● **Aim**
Present the listing below as a numbered list, one line per item, with blank lines and pictures left out.

● **Exercise data**
____

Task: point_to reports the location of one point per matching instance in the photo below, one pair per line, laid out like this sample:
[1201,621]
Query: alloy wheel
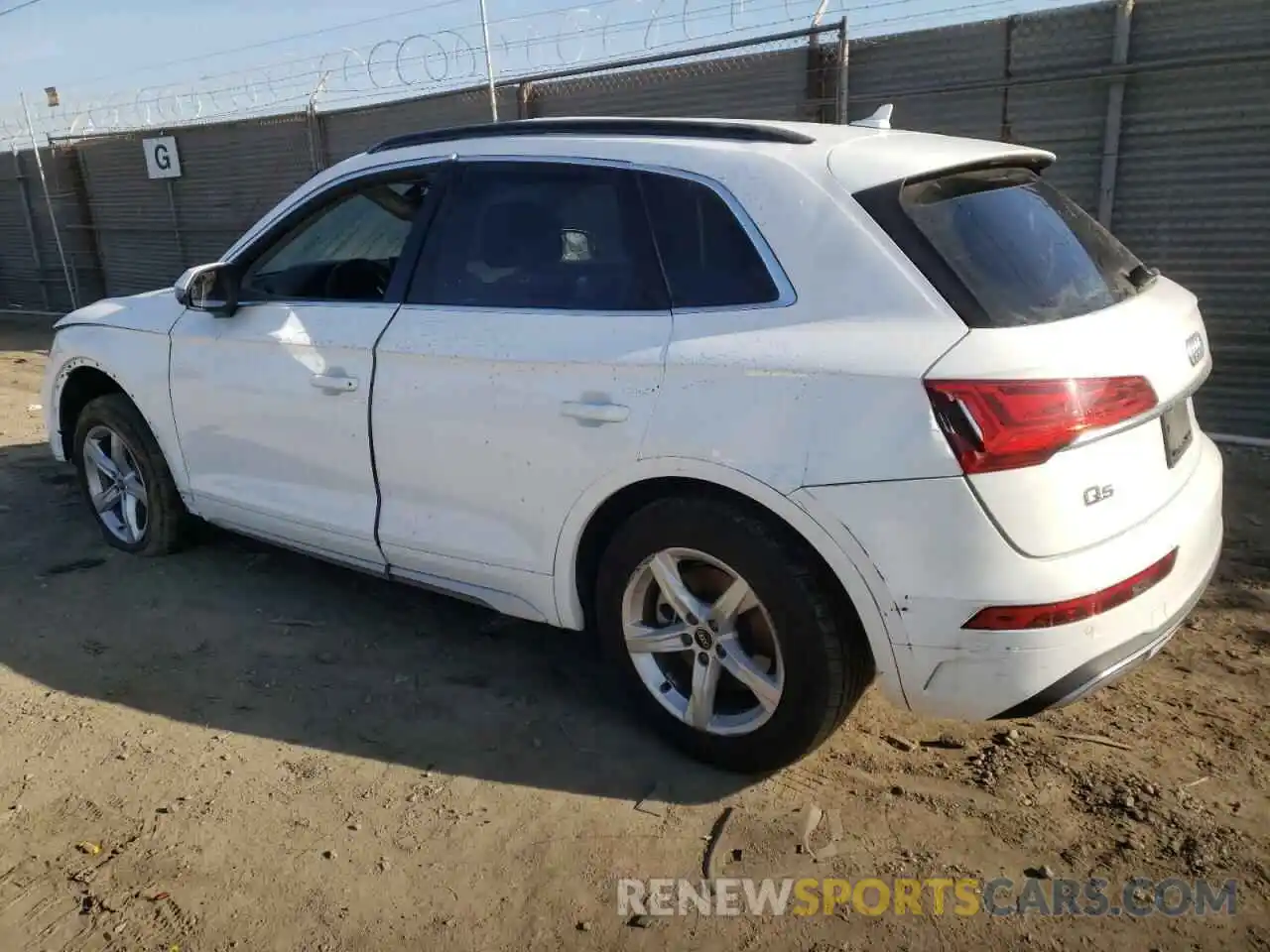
[116,485]
[702,643]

____

● **Finished answer**
1. Task: point_to reports the location of one point per matching instance in the photo below, one pair per line, laid out like this sample:
2. [1201,621]
3. Query: alloy wheel
4. [116,485]
5. [702,643]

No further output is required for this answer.